§ **Your instructions**
Format all the lines of the items below as a Markdown table with two columns, Row and Line. Put a running number in Row and the line in Line, and leave out blank lines and the pictures.

**** Extracted data ****

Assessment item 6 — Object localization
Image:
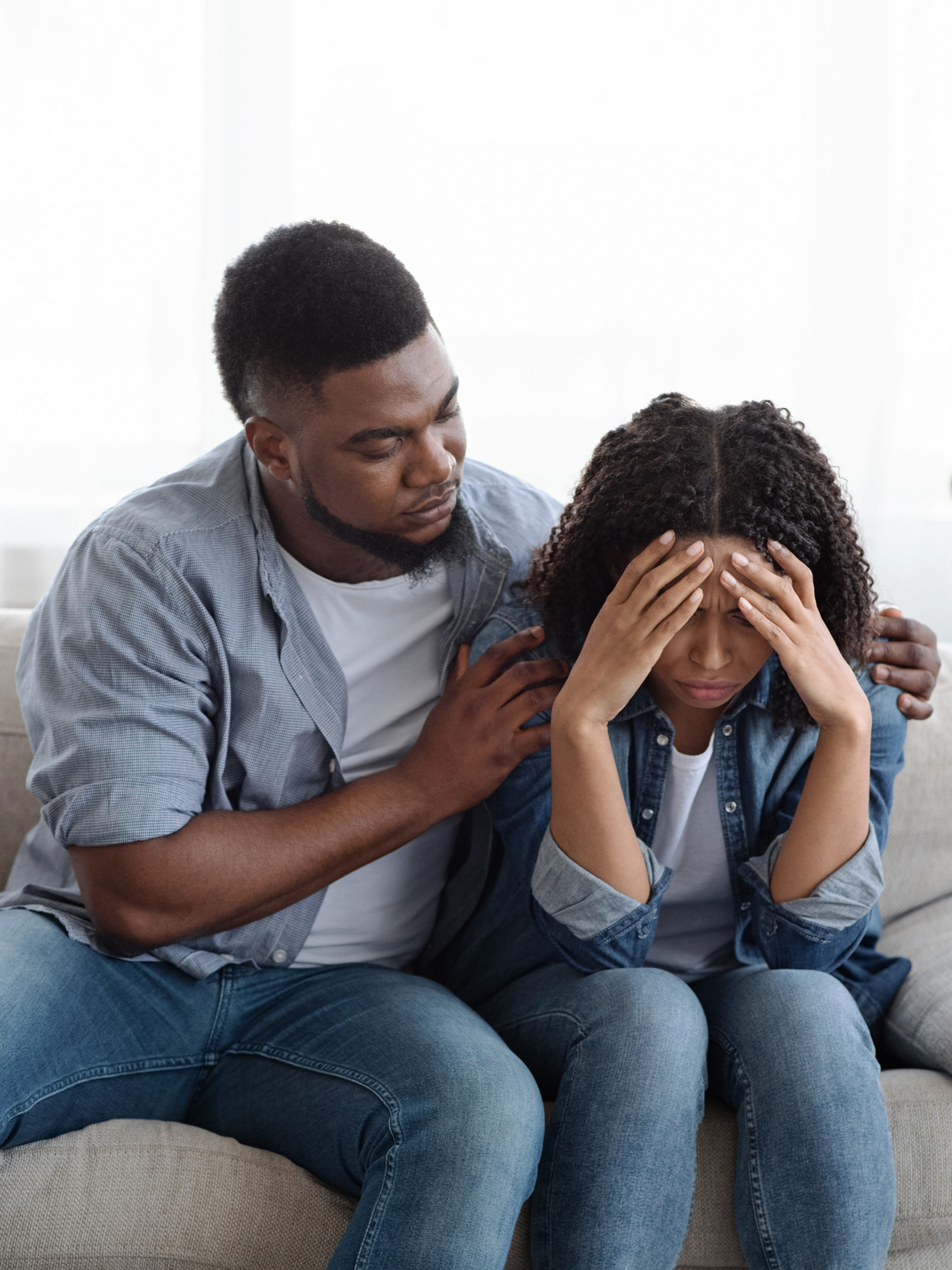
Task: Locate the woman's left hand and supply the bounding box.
[721,541,871,729]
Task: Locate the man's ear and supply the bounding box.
[245,414,291,480]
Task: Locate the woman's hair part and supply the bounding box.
[526,392,875,729]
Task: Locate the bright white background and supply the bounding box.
[0,0,952,639]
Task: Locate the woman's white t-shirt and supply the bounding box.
[282,549,462,969]
[645,734,737,980]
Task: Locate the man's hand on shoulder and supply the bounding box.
[397,626,569,818]
[870,608,942,719]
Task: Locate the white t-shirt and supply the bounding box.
[645,734,737,980]
[282,549,461,969]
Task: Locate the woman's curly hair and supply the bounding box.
[524,392,875,729]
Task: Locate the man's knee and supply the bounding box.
[416,1025,544,1177]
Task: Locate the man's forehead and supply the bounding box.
[321,331,456,417]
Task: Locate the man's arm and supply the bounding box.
[870,608,942,719]
[70,626,567,951]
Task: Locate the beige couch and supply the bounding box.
[0,611,952,1270]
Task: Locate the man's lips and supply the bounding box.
[403,485,460,524]
[675,680,739,701]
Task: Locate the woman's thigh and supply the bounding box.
[694,968,895,1270]
[483,964,707,1270]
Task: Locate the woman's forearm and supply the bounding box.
[771,711,871,903]
[551,702,651,904]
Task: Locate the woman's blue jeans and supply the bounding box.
[481,964,895,1270]
[0,909,543,1270]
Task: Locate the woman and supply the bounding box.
[431,395,909,1270]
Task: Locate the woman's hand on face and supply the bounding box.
[721,541,872,730]
[552,530,712,726]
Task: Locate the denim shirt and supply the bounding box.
[0,435,558,978]
[452,605,909,1026]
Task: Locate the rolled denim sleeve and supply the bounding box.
[739,673,906,971]
[745,824,885,931]
[532,828,671,970]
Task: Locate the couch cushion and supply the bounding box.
[880,899,952,1077]
[880,644,952,923]
[0,1071,952,1270]
[0,608,39,890]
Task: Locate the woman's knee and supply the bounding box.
[563,968,707,1087]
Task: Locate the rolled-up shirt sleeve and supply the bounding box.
[532,828,671,973]
[532,828,664,940]
[746,824,885,931]
[16,531,218,846]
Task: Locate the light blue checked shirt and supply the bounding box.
[0,436,558,978]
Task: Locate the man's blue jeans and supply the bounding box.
[480,964,895,1270]
[0,909,543,1270]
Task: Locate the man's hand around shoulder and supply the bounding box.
[70,626,567,951]
[870,608,942,719]
[397,626,569,818]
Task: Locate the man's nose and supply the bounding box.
[404,435,456,488]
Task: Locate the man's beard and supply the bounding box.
[301,471,476,583]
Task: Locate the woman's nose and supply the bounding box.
[691,622,730,671]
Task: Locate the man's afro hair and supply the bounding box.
[215,221,431,420]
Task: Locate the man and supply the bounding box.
[0,222,934,1270]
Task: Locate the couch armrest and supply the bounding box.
[879,895,952,1075]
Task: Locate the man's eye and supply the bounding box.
[364,438,400,462]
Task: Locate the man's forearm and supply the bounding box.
[70,767,444,951]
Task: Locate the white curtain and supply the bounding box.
[0,0,952,639]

****

§ **Task response**
| Row | Line |
|---|---|
| 1 | Assessment item 6 — Object localization |
| 2 | Image: |
| 3 | Task: Locate the woman's left hand and supply the bounding box. |
| 4 | [721,541,871,729] |
| 5 | Task: Locate the man's ear and supply the bounding box. |
| 6 | [245,414,291,480] |
| 7 | Task: Locate the woman's hair part and supply the bounding box. |
| 8 | [526,392,875,729] |
| 9 | Task: Locate the bright white background and supply the bounding box. |
| 10 | [0,0,952,639] |
| 11 | Task: Locate the woman's white t-shirt and supply the bounding box. |
| 12 | [282,549,462,969] |
| 13 | [645,734,737,980] |
| 14 | Task: Locate the man's hand on shoulder and supply the bounding box. |
| 15 | [397,626,569,818] |
| 16 | [870,608,942,719] |
| 17 | Task: Locate the white t-shirt and supply the bounding box. |
| 18 | [645,734,737,980] |
| 19 | [282,549,461,969] |
| 20 | Task: Locate the woman's curly hair and supply the bounding box. |
| 21 | [524,392,875,729] |
| 22 | Task: Locate the man's knee and supply the bounding box. |
| 23 | [416,1025,544,1177] |
| 24 | Task: Locate the man's forehead and supply the bounding box. |
| 25 | [321,331,456,417] |
| 26 | Task: Locate the man's arm and supply the bounding box. |
| 27 | [870,608,942,719] |
| 28 | [70,626,567,951] |
| 29 | Task: Locate the beige couch and supply the bounding box. |
| 30 | [0,611,952,1270] |
| 31 | Task: Locate the man's lips and supply the bounding box. |
| 32 | [403,485,460,524] |
| 33 | [675,680,739,701] |
| 34 | Task: Locate the woman's thigh and supply the bounding box. |
| 35 | [694,968,895,1270] |
| 36 | [483,964,707,1270] |
| 37 | Task: Locate the woman's forearm and supply the bounding box. |
| 38 | [771,711,871,903] |
| 39 | [551,702,651,904] |
| 40 | Task: Locate the woman's blue jeans and supply the bounding box. |
| 41 | [481,964,895,1270] |
| 42 | [0,909,543,1270] |
| 43 | Task: Locate the woman and supply the bounding box. |
| 44 | [431,395,909,1270] |
| 45 | Task: Locate the woman's hand on face and supply the bounding box. |
| 46 | [721,541,872,730] |
| 47 | [552,530,712,726] |
| 48 | Task: Locate the denim shirt and supply the bounding box. |
| 49 | [0,435,558,978] |
| 50 | [452,605,909,1026] |
| 51 | Task: Locate the rolled denim sleeve and supply the bounding box. |
| 52 | [739,673,906,971] |
| 53 | [745,824,885,931] |
| 54 | [532,828,671,970] |
| 55 | Task: Locate the couch cushion and supply the bounding box. |
| 56 | [880,899,952,1077] |
| 57 | [880,644,952,923] |
| 58 | [0,1071,952,1270] |
| 59 | [0,608,39,890] |
| 60 | Task: Locate the woman's knee and supply the bounding box. |
| 61 | [563,968,707,1087] |
| 62 | Task: Locate the rolled-up shirt sleeve and supply the bounding box. |
| 63 | [532,828,671,973] |
| 64 | [532,828,664,940] |
| 65 | [746,824,885,931] |
| 66 | [16,531,218,846] |
| 67 | Task: Locate the light blue checked shirt and supply the bounding box. |
| 68 | [0,436,558,978] |
| 69 | Task: Locate the man's blue jeans and supply the bounding box. |
| 70 | [480,964,895,1270] |
| 71 | [0,909,543,1270] |
| 72 | Task: Locate the man's hand around shoulder and supply the bounding box. |
| 73 | [70,626,567,951] |
| 74 | [870,608,942,719] |
| 75 | [397,626,569,818] |
| 76 | Task: Locate the man's nose and supply the bounding box. |
| 77 | [404,435,456,488] |
| 78 | Task: Locate the man's beard and supply the bounding box. |
| 79 | [301,471,476,583] |
| 80 | Task: Locate the woman's nose and supply the bounding box. |
| 81 | [691,622,730,671] |
| 82 | Task: Locate the man's afro hair and supply the bounding box. |
| 83 | [215,221,431,420] |
| 84 | Task: Locate the man and supply the bounding box. |
| 85 | [0,222,934,1270] |
| 86 | Task: Locate the couch armrest and supply the bounding box. |
| 87 | [879,895,952,1075] |
| 88 | Task: Locate the man's eye and supply the bounding box. |
| 89 | [364,438,400,462] |
| 90 | Task: Locate the man's forearm and supply the bounding box. |
| 91 | [70,767,444,951] |
| 92 | Task: Locate the white curtain and supply the bounding box. |
| 93 | [0,0,952,639] |